Founding Chariman of Communist Party of Philipines Jose Maria Sison Arrested

Filed under: Article/लेख

A Philippine communist leader accused of commanding a rebel uprising for more than 20 years from his home in exile was arrested by Dutch police Tuesday, suspected of ordering the murder of two former allies in his home country, prosecutors said.

Jose Maria Sison, founder of the Communist Party of the Philippines and its armed wing, the New People’s Army, was picked up in the central Dutch city of Utrecht, authorities said. He was due to appear in a Hague court on Friday.

He was accused of ordering the killings in 2003 and 2004 of Romulo Kintanar and Arturo Tabara, who were gunned down in the Philippines on Sison’s command, said a statement the Public Prosecutor’s Office.

Spokesman Wim de Bruin said Sison, 68, will be put on trial in the Netherlands, not the Philippines.

“There is no extradition request,” De Bruin said. “These are crimes that were committed in the Netherlands. Ordering murders is a crime according to Dutch law.”

--- --- ---

SHORT EXERCISE:
Copy the passage of the arrest report word for word, from "Founding Chariman of" to "country, prosecutors said.".

DATA PROVIDED:
--- --- ---

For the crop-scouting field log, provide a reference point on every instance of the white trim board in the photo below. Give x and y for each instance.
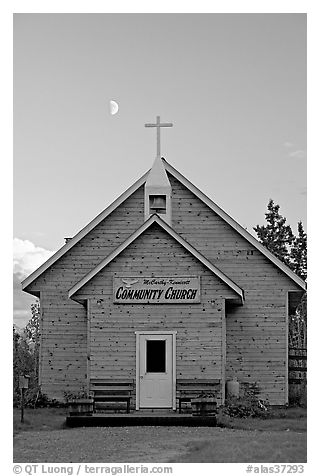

--- --- ---

WRITTEN RESPONSE:
Founding Chariman of Communist Party of Philipines Jose Maria Sison Arrested

Filed under: Article/लेख

A Philippine communist leader accused of commanding a rebel uprising for more than 20 years from his home in exile was arrested by Dutch police Tuesday, suspected of ordering the murder of two former allies in his home country, prosecutors said.